Images for object localization

——————

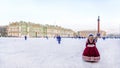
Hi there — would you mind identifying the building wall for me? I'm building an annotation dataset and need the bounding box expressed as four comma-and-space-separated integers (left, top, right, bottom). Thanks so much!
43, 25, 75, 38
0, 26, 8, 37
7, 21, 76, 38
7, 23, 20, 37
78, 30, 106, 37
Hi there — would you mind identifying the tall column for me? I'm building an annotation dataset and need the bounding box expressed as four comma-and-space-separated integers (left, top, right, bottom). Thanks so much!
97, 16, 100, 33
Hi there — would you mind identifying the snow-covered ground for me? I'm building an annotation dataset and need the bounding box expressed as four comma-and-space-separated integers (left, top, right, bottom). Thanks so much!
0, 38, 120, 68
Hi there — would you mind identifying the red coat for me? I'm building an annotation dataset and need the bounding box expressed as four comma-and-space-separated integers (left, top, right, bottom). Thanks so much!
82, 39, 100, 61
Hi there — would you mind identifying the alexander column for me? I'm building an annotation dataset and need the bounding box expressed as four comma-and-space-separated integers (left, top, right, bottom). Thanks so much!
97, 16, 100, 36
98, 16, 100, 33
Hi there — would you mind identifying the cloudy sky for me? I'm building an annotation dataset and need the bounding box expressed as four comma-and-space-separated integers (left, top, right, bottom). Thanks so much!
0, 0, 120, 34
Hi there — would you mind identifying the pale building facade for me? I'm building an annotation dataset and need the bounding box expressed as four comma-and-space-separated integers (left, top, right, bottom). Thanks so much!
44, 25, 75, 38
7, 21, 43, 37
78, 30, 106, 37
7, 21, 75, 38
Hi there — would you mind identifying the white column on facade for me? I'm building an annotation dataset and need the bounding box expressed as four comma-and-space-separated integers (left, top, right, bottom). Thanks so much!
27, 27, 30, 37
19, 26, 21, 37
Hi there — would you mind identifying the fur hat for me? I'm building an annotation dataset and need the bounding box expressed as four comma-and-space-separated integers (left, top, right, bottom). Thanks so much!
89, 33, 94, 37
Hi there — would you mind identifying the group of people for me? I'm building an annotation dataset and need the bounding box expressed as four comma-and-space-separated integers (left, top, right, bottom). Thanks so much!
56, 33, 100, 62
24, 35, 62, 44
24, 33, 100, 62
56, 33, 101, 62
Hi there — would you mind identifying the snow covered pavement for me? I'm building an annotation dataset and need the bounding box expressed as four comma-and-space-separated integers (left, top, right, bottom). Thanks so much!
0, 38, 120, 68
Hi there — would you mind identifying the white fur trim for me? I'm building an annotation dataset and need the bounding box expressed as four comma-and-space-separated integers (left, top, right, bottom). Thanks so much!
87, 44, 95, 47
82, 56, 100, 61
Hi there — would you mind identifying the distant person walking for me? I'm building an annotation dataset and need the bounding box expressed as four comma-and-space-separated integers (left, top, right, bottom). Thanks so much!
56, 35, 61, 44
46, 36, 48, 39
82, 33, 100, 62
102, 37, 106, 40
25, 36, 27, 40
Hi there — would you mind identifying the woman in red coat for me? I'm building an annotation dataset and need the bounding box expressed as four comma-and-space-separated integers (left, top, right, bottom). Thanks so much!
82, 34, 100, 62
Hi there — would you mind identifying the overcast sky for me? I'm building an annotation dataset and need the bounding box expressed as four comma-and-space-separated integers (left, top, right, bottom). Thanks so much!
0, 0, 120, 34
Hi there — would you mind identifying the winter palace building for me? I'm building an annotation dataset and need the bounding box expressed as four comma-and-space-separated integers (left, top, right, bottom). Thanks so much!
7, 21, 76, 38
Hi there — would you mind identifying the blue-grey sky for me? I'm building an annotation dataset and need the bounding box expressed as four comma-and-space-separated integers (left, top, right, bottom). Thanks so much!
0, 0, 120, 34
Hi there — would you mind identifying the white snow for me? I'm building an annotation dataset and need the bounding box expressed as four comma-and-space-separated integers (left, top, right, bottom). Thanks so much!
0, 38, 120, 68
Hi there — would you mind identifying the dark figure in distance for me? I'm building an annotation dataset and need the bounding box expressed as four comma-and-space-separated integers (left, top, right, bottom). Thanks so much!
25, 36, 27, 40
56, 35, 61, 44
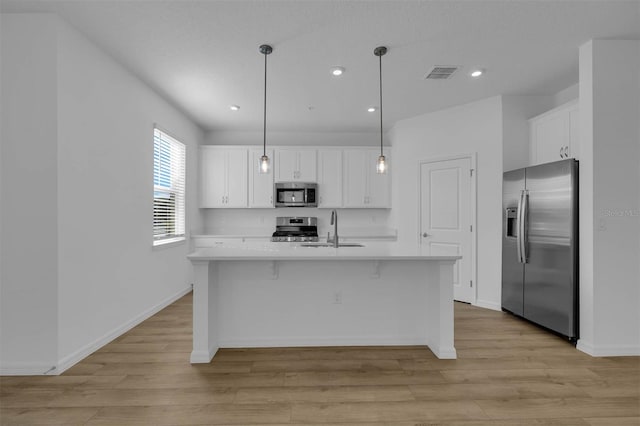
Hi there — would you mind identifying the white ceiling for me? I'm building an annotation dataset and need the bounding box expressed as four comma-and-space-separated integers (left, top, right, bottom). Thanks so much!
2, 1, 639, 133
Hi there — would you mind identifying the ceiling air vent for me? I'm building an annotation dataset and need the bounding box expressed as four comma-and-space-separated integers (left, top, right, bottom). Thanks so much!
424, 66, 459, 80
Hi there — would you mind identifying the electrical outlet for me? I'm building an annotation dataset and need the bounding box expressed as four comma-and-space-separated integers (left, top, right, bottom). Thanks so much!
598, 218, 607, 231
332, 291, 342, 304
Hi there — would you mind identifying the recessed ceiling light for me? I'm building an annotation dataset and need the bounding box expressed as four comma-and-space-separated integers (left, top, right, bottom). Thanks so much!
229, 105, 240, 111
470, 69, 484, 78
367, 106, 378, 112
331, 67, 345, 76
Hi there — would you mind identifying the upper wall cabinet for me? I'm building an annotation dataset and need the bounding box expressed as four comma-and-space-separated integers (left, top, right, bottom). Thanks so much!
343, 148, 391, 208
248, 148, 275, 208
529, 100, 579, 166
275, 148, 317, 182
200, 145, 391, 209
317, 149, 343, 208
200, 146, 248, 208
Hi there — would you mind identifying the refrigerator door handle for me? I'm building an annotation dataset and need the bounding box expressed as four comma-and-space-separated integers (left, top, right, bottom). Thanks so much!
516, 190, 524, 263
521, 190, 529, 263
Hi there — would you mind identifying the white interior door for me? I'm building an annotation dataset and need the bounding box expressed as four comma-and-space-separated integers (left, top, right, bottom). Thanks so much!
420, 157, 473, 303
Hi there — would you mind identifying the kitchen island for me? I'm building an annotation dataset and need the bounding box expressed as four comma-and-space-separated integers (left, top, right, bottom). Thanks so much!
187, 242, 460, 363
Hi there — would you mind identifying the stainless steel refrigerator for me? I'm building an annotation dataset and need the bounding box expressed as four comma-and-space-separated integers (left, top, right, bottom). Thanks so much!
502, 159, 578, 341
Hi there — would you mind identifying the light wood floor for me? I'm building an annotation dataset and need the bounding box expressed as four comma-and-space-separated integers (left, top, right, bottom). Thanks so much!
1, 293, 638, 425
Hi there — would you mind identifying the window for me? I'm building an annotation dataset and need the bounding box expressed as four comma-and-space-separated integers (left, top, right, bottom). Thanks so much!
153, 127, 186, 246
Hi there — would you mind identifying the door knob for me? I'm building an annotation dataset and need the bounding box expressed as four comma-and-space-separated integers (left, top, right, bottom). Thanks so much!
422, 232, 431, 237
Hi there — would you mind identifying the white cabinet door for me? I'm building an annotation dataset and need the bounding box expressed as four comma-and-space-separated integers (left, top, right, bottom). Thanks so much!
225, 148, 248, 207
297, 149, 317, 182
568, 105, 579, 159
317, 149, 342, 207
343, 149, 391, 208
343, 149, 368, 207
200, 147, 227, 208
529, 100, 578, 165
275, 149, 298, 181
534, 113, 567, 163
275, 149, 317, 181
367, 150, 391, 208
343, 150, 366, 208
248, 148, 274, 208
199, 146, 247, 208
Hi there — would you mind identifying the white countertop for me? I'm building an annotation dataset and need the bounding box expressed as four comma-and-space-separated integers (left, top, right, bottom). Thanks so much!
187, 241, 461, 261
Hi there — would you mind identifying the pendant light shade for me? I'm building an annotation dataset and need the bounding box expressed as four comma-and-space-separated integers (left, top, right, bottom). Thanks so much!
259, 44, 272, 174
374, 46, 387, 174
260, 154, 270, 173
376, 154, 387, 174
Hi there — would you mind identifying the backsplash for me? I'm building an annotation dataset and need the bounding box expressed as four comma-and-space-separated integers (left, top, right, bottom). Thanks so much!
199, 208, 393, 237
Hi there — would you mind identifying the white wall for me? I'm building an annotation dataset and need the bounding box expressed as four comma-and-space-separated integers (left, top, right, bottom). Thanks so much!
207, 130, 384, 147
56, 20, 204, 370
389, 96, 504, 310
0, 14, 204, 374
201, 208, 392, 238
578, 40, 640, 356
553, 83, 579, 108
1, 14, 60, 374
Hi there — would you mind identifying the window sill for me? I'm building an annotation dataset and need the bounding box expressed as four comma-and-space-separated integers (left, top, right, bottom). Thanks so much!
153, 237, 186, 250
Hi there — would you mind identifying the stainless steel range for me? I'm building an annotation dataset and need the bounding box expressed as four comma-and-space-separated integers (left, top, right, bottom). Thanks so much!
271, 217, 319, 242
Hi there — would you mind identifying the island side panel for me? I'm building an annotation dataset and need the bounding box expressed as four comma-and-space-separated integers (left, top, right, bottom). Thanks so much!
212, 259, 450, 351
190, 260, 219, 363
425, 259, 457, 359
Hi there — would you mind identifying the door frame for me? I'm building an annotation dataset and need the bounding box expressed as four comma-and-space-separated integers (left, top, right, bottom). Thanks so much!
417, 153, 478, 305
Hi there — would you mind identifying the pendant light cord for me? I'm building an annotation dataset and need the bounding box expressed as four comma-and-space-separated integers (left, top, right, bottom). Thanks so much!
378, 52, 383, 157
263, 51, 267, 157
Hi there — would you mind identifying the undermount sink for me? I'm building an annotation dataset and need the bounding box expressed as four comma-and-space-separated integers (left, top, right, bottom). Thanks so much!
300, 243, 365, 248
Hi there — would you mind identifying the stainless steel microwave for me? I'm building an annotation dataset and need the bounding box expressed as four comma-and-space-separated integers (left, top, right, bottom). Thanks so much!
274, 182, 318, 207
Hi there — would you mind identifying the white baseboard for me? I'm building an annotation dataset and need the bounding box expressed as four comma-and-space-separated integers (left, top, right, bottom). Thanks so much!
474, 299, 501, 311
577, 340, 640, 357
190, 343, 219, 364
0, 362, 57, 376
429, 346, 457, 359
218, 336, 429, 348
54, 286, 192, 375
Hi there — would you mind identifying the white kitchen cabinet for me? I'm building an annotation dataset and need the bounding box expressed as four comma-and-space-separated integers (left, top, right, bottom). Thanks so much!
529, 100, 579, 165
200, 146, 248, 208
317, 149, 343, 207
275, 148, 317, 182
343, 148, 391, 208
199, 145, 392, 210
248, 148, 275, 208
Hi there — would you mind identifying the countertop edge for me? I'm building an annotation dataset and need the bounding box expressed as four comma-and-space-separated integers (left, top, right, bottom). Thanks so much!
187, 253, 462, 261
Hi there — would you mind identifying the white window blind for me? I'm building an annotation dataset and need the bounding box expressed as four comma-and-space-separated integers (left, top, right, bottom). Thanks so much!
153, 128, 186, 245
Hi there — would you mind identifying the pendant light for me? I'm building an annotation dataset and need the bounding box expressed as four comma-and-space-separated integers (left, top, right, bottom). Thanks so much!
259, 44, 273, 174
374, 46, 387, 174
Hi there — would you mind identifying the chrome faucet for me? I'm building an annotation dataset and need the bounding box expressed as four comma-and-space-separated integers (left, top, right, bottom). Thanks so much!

——————

> What to produce:
In the entries, find the line containing "Hi there — would you mind identifying the countertop" and output it and all remaining lines exactly.

> Expected answer:
Hi there — would you mind identifying the countertop edge for me? I'm building an annotation dataset and need the bounding box expressed as four comma-and-space-separated integers (left, top, right, bottom). Thanks so much!
187, 253, 462, 261
Hi there — would you mind identifying the white window blind for me? I'm building an annotation dataset and need the bounding box expressed as four comma-and-space-separated integers (left, top, right, bottom). Thanks so much!
153, 128, 186, 245
Hi there — would you mind identifying the pendant light for me? I'm building an annotation dataset and need the bounding box expressed as four comma-and-space-separated integers (left, top, right, bottom). Thanks so much!
259, 44, 273, 174
374, 46, 387, 174
Hi there — would you mind identifying the chrome faucet for me? I'm building an annotation dataset and need the bounding box expressed as four comma-and-space-separated integers (left, top, right, bottom). Thanks so much!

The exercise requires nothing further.